Tareas requeridas:
1 – Según el extracto, ¿mediante qué sacramento es elevado todo ser humano a la dignidad de hijo de Dios?
2 – Transcribe un pasaje del extracto: comienza en las palabras "El propósito de" y termina después de "salirse de ella.".
3 – Traduce al inglés esta oración del extracto: "En este texto se describe con genial agudeza la auténtica revolución que supuso el cristianismo en la Historia de la Humanidad, hasta entonces inconcebible que todo ser humano sin distinción, desde su concepción hasta su muerte natural, fuese elevado a la dignidad de hijo de Dios por el sacramento del Bautismo, de ahí que, en consecuencia, cobre sentido la llamada a hacer efectiva la fraternidad universal."

Extracto:
>>
En este texto se describe con genial agudeza la auténtica revolución que supuso el cristianismo en la Historia de la Humanidad, hasta entonces inconcebible que todo ser humano sin distinción, desde su concepción hasta su muerte natural, fuese elevado a la dignidad de hijo de Dios por el sacramento del Bautismo, de ahí que, en consecuencia, cobre sentido la llamada a hacer efectiva la fraternidad universal. 

El propósito de “atacar” el depósito de la fe revelado en las Escrituras, transmitido por la Tradición de la Iglesia, y enseñado por el Magisterio ordinario y universal, ha sido una constante en la Historia de la Iglesia desde sus inicios, pero lo significativo era que la presión se ejercía fundamentalmente desde fuera, y quienes persistían en su enfrentamiento desde dentro, apostataban, y en ocasiones fundaban su propia iglesia cismática, por tanto, no revestía la gravedad de que el impulso proviniese desde dentro de la Iglesia con el fin de no “acatar” lo ordenado en materia de fe y moral, insistiendo en cambiar lo que no se puede tocar por ser “esencial”, pero con la soberbia pretensión de no salirse de ella.
<<
Datos de anotación por puntos
>>
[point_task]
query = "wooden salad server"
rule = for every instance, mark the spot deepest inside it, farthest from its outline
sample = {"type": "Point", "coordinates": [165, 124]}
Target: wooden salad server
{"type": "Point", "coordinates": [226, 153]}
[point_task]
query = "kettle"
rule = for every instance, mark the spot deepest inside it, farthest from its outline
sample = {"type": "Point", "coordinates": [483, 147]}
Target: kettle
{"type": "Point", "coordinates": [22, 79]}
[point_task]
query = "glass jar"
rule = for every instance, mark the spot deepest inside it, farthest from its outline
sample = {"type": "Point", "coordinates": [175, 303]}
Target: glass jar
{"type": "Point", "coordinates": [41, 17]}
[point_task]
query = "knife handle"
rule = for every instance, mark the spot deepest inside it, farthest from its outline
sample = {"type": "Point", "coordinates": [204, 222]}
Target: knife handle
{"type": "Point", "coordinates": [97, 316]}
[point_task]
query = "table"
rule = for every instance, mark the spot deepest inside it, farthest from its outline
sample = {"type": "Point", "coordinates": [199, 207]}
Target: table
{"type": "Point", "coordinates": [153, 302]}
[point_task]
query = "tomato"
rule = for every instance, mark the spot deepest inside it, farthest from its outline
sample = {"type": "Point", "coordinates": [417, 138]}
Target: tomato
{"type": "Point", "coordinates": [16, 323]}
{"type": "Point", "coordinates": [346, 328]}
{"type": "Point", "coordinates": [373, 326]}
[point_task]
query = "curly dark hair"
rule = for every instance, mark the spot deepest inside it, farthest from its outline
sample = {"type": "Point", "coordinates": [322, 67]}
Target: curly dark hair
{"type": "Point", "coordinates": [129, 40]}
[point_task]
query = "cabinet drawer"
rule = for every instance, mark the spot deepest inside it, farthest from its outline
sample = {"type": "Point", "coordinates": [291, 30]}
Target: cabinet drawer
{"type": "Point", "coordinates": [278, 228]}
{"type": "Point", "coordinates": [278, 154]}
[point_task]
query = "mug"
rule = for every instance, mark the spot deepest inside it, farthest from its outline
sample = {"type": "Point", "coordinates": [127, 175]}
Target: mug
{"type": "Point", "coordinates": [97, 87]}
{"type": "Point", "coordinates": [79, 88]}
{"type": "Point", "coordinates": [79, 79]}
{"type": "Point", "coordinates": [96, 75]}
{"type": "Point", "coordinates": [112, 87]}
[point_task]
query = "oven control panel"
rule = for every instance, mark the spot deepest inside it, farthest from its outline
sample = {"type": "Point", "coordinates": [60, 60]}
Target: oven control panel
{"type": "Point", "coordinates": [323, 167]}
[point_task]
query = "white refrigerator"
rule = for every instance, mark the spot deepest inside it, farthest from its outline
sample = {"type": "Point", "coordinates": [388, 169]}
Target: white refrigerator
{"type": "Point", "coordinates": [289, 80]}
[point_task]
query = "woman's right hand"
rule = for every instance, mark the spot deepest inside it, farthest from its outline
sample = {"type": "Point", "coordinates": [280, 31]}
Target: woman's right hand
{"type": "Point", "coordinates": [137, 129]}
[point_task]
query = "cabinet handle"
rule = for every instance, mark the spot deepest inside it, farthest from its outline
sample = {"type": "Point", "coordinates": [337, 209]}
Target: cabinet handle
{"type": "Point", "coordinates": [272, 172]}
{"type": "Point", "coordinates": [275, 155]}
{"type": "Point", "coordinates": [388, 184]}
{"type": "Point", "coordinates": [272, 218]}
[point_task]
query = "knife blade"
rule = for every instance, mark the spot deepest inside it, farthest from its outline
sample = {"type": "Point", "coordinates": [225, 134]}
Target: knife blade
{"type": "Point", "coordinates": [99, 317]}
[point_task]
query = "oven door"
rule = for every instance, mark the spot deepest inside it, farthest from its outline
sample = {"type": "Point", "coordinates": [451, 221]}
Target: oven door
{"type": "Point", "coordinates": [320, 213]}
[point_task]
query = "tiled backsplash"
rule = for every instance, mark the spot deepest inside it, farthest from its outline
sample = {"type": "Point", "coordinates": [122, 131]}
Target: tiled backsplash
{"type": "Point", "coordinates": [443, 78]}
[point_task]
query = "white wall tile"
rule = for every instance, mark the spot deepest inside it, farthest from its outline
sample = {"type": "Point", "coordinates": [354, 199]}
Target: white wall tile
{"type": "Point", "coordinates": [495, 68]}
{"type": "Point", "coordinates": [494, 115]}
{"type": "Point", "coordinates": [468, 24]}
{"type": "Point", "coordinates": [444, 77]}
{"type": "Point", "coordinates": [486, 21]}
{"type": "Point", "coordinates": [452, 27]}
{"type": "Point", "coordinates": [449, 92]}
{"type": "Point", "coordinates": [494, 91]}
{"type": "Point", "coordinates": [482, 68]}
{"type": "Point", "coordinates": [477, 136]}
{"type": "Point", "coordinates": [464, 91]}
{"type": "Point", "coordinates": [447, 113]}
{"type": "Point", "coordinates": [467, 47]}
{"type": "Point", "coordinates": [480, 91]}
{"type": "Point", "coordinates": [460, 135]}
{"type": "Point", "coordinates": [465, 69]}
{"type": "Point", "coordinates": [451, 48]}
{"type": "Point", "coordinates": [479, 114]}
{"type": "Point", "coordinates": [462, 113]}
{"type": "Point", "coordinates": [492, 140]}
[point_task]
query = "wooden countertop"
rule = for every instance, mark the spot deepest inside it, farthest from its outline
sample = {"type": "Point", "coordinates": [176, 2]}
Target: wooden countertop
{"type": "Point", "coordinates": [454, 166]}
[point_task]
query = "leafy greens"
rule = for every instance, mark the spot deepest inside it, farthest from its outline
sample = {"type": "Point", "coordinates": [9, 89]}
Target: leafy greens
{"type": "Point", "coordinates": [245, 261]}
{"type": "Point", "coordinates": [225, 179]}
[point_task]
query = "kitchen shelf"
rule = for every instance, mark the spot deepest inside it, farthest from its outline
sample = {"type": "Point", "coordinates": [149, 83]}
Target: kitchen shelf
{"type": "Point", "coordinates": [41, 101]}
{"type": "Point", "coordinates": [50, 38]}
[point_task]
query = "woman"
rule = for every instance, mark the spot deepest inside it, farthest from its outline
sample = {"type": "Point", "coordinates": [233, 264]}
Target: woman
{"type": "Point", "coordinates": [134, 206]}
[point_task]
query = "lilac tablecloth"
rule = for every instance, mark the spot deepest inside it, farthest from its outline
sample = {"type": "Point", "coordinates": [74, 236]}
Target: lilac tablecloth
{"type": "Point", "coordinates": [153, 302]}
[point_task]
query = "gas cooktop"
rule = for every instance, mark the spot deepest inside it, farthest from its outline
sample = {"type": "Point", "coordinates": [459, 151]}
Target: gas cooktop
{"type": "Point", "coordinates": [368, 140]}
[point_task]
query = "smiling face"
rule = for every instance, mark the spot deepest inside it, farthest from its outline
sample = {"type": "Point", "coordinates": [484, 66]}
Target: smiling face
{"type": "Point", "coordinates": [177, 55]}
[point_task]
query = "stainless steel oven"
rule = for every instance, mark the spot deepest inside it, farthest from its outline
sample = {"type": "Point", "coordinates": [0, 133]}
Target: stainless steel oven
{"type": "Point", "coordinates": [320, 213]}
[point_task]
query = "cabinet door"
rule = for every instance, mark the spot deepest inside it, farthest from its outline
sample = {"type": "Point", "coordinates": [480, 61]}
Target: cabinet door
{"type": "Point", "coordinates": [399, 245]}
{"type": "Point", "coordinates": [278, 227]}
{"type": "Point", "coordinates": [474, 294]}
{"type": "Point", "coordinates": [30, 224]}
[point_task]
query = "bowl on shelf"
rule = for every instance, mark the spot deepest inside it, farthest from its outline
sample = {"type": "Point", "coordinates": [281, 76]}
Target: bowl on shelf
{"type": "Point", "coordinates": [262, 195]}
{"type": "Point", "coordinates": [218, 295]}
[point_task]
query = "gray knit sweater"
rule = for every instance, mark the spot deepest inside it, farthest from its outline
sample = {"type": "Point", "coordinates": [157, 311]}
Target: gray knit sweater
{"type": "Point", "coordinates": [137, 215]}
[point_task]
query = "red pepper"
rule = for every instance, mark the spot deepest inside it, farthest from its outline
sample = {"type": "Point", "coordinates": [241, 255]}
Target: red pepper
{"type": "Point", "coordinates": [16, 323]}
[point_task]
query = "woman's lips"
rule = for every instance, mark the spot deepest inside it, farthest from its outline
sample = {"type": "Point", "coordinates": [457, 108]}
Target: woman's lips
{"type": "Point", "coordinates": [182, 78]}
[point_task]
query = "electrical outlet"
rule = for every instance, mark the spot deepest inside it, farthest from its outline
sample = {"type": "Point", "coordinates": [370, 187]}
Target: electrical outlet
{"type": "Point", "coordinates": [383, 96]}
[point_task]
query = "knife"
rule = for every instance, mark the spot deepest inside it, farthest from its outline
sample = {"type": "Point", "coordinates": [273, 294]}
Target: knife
<<
Resultados:
1 – Mediante el sacramento del Bautismo.

2 –
El propósito de “atacar” el depósito de la fe revelado en las Escrituras, transmitido por la Tradición de la Iglesia, y enseñado por el Magisterio ordinario y universal, ha sido una constante en la Historia de la Iglesia desde sus inicios, pero lo significativo era que la presión se ejercía fundamentalmente desde fuera, y quienes persistían en su enfrentamiento desde dentro, apostataban, y en ocasiones fundaban su propia iglesia cismática, por tanto, no revestía la gravedad de que el impulso proviniese desde dentro de la Iglesia con el fin de no “acatar” lo ordenado en materia de fe y moral, insistiendo en cambiar lo que no se puede tocar por ser “esencial”, pero con la soberbia pretensión de no salirse de ella.

3 – This text describes with brilliant sharpness the genuine revolution that Christianity brought about in the History of Humanity, until then inconceivable, that every human being without distinction, from conception to natural death, should be raised to the dignity of a child of God through the sacrament of Baptism, hence, as a consequence, the call to make universal fraternity effective takes on meaning.